Hay una escena que sin estridencias ni gritos expresa de manera magistral el tormento del personaje. Se encuentra con su médico particular en un café; allí se entera de que es estéril. La cámara recorre el rostro de Stack, explora sus facciones a punto de estallar. Lo vemos levantarse y salir como un autómata. Ya en el exterior del bar, el encuadre es funcional al remate: por el borde de pantalla se atraviesa un niño montando un caballito de juguete ante la desesperada mirada del protagonista. La genialidad consiste en disimular sin golpes bajos otro gesto de oscuridad absoluta. A partir de ello, el destino del personaje va hacia la debacle. En este caso, la elegante perversión se manifiesta en este acto discursivo con ese símbolo para escenificar al fantasma que se lleva adentro, como una forma de enunciarlo por asociación en la mente del espectador, también dispuesto a compartir desde la butaca (¿con una sonrisa?) la insidia de la situación.

La misoginia masculina es representada por Sirk con las herramientas de la época, apelando al ingenio para posicionarse dentro de un esquema industrial asfixiado por el código de censura. El alcohol es el principal signo de inmadurez, del mismo modo que los espejos, los célebres invitados del género, devuelven una imagen torcida, homóloga a la descomposición mental de los protagonistas, al mismo tiempo que llenan huecos.
---
## [Actividad A]
Según el fragmento sobre el cine de Sirk, ¿en qué lugar se entera Stack de que es estéril?
## [Actividad B]
Reproduce sin cambios el pasaje del fragmento sobre el cine de Sirk desde "La misoginia masculina" hasta "que llenan huecos.".

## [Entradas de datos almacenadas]
---
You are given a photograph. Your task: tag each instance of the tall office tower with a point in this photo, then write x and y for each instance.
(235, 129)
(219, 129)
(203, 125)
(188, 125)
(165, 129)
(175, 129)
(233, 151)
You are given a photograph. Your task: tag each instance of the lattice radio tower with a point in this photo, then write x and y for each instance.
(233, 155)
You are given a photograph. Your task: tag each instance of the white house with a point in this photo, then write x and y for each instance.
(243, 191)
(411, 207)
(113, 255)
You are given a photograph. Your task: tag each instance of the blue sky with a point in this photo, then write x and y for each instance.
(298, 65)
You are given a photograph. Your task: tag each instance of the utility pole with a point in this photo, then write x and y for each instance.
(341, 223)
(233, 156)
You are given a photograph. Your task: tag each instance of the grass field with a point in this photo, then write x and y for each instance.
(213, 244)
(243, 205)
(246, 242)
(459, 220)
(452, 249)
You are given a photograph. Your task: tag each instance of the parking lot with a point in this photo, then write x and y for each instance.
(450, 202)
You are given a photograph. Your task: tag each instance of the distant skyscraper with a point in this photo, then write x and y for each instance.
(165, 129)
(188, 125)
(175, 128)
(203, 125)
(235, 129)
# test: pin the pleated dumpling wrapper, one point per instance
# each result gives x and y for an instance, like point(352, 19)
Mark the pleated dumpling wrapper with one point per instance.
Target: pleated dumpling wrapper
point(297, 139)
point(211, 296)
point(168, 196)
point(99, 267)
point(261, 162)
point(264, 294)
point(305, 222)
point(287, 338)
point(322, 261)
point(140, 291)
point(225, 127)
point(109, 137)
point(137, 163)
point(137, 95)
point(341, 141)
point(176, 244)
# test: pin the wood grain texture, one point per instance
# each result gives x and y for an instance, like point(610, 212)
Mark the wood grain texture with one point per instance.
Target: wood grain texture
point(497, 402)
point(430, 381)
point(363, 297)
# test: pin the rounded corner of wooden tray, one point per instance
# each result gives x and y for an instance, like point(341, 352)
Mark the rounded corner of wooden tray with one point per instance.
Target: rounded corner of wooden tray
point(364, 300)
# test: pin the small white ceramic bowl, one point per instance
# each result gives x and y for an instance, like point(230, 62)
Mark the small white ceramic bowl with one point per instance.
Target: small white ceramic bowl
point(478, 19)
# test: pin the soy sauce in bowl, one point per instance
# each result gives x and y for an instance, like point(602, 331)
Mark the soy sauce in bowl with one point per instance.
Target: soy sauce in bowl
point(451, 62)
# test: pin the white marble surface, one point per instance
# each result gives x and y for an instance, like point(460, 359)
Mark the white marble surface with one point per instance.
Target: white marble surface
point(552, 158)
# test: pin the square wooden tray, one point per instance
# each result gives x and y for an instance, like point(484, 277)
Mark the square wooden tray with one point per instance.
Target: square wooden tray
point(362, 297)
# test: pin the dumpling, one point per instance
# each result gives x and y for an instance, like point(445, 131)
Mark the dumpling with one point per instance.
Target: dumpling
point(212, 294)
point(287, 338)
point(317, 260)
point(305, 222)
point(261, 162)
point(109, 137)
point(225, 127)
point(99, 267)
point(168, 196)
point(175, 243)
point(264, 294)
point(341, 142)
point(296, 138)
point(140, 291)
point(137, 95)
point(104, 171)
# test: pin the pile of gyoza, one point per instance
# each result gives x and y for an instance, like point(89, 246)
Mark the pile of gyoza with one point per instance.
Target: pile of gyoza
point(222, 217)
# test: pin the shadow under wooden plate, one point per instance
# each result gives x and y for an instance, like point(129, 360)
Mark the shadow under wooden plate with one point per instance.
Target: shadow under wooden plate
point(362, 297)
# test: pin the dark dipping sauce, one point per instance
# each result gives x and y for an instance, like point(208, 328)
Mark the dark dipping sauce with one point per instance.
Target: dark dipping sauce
---
## [Respuesta escrita A]
En un café, donde se encuentra con su médico particular.

## [Respuesta escrita B]
La misoginia masculina es representada por Sirk con las herramientas de la época, apelando al ingenio para posicionarse dentro de un esquema industrial asfixiado por el código de censura. El alcohol es el principal signo de inmadurez, del mismo modo que los espejos, los célebres invitados del género, devuelven una imagen torcida, homóloga a la descomposición mental de los protagonistas, al mismo tiempo que llenan huecos.